* Data on object locations *
Begin

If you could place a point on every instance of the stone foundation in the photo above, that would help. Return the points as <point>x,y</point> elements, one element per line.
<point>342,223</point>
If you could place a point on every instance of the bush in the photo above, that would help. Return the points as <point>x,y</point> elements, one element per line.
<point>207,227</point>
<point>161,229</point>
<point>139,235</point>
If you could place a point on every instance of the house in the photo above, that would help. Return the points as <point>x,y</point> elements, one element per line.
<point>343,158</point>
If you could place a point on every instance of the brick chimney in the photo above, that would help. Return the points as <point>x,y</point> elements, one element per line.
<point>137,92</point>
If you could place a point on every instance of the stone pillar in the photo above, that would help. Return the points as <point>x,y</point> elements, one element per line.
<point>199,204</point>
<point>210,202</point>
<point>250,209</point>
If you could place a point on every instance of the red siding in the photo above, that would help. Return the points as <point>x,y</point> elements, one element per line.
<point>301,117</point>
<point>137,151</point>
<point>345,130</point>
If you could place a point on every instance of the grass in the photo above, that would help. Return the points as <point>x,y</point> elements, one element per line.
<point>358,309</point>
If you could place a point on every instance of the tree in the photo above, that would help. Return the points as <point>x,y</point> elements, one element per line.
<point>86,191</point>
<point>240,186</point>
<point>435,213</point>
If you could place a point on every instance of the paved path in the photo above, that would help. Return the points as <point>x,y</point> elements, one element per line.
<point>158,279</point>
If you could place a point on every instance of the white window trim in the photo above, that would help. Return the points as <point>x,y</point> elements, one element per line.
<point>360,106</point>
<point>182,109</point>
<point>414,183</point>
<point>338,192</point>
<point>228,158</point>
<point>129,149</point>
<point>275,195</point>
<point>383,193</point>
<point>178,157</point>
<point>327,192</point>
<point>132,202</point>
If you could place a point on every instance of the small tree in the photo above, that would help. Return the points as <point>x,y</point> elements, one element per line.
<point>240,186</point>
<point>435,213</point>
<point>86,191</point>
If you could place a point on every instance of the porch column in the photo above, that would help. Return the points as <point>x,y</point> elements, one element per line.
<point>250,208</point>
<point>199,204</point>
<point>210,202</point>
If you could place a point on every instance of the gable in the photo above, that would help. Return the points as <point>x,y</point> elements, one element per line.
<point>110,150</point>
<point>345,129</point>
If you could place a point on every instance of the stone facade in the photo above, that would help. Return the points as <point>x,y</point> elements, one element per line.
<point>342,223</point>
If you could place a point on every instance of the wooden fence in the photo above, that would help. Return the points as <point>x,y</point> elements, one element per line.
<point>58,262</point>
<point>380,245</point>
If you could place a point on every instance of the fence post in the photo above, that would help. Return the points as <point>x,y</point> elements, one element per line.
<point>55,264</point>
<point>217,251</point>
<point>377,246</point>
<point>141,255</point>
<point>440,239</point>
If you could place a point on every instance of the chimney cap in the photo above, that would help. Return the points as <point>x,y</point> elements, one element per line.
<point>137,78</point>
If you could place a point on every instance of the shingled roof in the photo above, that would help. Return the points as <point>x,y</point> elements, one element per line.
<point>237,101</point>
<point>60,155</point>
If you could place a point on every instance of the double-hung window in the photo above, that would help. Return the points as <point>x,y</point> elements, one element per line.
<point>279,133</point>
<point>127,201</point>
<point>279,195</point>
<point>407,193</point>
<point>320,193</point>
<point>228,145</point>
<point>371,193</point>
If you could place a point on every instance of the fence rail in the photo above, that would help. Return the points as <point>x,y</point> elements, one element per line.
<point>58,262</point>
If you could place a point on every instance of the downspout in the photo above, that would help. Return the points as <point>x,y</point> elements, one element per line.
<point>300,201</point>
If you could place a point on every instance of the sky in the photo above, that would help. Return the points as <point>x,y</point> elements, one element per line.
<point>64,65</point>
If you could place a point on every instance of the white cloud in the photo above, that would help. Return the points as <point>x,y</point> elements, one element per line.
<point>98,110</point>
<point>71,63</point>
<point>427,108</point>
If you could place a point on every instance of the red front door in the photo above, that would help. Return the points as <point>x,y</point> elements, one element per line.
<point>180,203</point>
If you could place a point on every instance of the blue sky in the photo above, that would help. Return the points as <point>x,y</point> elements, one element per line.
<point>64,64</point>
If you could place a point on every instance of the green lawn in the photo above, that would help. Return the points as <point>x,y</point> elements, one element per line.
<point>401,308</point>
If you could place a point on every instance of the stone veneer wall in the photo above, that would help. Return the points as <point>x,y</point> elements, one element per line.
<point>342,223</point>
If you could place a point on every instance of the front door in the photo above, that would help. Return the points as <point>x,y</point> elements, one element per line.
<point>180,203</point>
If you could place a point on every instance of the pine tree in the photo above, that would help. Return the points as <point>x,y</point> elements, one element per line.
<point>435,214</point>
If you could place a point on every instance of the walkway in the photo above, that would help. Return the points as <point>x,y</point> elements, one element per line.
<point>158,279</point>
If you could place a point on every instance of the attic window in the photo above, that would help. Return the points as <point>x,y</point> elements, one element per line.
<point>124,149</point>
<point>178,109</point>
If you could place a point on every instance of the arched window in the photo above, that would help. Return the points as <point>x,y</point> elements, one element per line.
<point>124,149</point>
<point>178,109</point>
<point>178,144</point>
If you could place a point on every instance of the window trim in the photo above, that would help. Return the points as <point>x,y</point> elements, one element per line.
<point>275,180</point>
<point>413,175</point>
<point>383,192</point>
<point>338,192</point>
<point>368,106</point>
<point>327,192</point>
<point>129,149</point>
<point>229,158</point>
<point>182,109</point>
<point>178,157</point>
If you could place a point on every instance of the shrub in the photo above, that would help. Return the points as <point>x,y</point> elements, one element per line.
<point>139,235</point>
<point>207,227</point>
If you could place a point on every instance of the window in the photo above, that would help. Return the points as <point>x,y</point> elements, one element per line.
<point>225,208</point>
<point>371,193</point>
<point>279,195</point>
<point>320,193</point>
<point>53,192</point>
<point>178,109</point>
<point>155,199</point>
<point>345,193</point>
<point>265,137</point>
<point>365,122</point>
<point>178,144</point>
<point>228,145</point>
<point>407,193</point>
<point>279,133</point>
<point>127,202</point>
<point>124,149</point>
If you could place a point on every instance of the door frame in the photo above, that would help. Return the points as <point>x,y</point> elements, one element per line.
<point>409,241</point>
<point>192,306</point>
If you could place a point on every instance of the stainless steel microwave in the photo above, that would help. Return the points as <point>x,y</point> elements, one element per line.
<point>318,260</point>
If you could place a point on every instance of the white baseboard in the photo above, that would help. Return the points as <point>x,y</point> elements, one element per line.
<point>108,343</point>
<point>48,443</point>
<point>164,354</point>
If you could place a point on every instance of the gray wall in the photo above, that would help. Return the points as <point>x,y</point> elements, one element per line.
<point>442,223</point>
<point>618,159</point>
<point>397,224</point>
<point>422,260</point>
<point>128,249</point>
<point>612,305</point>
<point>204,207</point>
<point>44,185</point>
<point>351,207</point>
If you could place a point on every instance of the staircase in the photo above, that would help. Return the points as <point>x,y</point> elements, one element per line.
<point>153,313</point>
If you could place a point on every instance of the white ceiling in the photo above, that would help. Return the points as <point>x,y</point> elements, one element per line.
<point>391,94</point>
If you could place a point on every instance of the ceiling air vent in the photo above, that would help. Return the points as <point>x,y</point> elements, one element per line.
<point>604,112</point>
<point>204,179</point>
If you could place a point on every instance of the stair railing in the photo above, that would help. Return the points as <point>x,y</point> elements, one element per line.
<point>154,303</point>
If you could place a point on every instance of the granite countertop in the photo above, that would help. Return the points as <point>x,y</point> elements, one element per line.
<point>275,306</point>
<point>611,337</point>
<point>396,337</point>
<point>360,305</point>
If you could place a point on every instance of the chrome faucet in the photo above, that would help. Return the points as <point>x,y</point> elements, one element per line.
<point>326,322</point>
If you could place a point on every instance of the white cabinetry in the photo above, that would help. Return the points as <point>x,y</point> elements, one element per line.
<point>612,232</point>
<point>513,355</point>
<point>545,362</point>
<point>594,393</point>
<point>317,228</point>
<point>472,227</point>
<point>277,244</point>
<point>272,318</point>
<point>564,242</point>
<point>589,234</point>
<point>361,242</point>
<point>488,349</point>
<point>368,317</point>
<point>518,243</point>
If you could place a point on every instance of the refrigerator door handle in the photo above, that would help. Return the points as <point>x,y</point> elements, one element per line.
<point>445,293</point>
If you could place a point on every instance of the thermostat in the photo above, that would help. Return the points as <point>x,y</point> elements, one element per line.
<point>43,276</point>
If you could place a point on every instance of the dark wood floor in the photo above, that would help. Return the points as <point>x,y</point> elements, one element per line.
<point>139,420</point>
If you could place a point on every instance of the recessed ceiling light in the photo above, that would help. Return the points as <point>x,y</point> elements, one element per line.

End
Begin

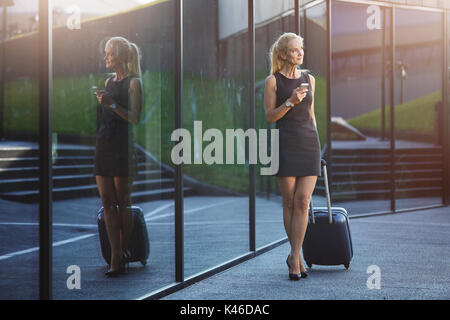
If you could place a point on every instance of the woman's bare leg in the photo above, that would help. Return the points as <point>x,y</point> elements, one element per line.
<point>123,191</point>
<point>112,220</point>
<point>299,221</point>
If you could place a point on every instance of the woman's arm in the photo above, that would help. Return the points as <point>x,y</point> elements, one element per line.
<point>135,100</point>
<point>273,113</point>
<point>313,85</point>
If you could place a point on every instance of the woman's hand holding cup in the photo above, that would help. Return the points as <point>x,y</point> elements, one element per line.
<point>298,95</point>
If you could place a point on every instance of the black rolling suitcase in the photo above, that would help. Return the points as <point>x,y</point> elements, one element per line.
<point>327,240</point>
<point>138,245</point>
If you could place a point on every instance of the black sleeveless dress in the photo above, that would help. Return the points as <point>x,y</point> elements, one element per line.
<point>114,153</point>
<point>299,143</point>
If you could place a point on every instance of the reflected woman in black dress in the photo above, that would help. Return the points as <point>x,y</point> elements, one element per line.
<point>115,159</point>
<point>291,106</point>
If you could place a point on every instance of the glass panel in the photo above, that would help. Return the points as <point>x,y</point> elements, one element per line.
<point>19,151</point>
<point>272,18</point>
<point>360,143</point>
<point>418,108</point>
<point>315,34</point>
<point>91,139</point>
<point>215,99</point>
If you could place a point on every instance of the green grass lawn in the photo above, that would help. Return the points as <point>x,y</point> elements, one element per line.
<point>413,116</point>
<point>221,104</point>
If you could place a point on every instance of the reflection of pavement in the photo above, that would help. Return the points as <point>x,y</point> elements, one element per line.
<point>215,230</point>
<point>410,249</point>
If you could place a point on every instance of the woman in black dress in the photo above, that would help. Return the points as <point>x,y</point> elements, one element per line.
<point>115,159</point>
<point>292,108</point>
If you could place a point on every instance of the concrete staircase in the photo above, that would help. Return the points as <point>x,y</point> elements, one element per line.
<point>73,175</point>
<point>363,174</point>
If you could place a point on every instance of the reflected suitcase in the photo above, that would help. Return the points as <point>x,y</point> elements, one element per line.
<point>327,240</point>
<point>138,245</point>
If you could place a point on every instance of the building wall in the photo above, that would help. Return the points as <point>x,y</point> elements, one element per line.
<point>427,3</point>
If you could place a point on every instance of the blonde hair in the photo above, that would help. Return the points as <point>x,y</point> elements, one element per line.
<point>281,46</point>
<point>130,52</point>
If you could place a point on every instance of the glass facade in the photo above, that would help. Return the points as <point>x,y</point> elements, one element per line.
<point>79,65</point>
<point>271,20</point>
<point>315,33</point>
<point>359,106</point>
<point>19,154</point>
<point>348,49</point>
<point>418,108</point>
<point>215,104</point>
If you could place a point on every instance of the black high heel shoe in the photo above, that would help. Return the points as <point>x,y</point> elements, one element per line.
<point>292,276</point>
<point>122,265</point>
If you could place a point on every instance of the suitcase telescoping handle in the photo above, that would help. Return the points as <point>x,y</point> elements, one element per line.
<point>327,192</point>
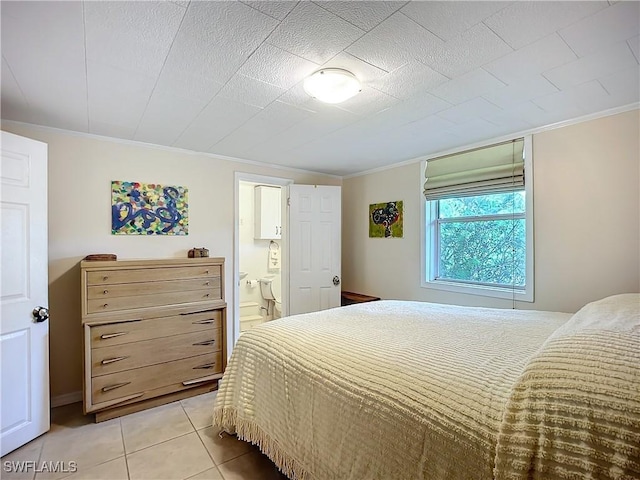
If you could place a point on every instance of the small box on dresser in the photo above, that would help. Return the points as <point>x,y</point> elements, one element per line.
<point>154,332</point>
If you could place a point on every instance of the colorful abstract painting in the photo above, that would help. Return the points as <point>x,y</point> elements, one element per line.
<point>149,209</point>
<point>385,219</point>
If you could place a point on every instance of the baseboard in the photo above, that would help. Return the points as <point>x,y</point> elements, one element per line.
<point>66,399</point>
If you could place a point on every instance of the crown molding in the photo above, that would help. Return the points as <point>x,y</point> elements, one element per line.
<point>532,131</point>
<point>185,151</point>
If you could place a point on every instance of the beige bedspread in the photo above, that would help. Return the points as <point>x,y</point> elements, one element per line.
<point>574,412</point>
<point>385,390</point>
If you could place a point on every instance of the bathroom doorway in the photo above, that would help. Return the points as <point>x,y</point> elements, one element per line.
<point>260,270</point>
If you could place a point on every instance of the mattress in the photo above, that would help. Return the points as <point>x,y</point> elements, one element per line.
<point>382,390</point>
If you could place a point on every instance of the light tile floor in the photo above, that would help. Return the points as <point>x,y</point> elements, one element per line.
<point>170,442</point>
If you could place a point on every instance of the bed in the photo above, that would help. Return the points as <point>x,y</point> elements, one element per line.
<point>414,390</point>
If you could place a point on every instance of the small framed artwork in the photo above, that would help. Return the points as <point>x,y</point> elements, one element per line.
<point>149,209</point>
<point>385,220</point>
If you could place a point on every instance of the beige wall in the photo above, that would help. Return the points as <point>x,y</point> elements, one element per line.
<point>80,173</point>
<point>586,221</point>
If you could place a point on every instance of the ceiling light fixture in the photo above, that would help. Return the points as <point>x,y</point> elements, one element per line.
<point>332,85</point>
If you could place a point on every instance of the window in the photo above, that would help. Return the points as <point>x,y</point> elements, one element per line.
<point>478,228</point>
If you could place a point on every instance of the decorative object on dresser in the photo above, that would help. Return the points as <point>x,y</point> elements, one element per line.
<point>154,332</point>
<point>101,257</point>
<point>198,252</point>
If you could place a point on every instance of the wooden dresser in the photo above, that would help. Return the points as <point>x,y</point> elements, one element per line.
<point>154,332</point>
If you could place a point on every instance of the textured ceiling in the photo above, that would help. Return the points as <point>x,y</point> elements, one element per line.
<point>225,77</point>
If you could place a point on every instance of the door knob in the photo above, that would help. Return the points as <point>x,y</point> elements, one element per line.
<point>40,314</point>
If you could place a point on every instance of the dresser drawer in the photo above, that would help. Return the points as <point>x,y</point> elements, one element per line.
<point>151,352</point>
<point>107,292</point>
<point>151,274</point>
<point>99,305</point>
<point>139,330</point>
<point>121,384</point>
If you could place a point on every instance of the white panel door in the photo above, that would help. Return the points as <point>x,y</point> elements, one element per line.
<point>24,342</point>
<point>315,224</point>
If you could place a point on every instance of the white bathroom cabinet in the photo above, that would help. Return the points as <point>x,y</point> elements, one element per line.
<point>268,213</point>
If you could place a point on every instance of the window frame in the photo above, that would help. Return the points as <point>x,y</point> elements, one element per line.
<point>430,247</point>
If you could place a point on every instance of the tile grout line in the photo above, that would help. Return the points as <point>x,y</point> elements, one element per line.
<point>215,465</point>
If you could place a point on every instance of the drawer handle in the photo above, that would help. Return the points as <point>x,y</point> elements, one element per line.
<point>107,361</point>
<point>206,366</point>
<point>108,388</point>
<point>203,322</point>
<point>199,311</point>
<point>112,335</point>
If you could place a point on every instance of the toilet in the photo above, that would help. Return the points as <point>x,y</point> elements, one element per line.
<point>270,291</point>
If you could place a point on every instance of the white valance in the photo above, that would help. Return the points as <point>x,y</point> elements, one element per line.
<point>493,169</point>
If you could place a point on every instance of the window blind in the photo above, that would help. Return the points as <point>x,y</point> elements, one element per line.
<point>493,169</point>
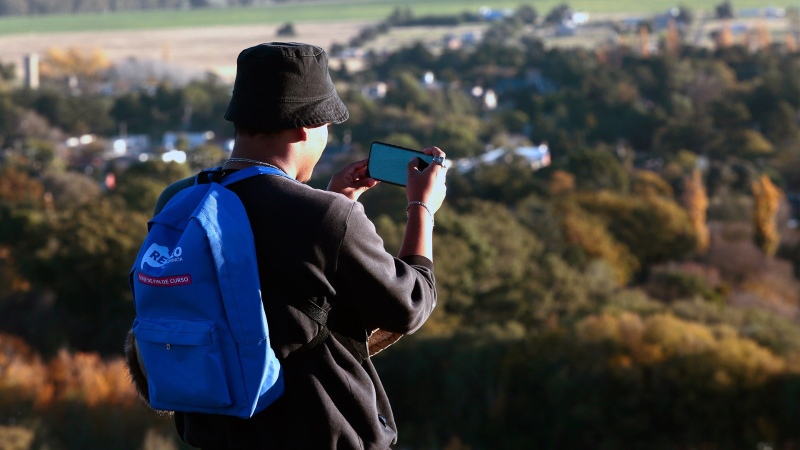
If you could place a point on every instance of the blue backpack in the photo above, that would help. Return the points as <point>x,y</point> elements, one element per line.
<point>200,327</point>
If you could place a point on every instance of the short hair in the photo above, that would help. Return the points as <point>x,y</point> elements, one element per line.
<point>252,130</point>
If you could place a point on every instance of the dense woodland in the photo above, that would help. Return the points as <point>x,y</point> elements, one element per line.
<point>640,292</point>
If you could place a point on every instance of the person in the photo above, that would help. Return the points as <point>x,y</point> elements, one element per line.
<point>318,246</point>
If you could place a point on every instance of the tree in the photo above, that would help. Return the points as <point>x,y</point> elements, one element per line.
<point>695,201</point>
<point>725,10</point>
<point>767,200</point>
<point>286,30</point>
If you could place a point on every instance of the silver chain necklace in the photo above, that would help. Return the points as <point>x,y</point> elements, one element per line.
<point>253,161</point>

End

* Required work *
Pull out every line of the data above that contains the string "chimney", and copy each one unchanged. Matching is case-sensitive.

* Task result *
If you could place a point on every instance of the brick chimney in the photo above, that would help. Return the points as <point>x,y</point> elements, one element per line.
If you could place a point on every instance of the chimney cap in the photo above, that would help. Return the points as <point>x,y</point> elements, one element per line.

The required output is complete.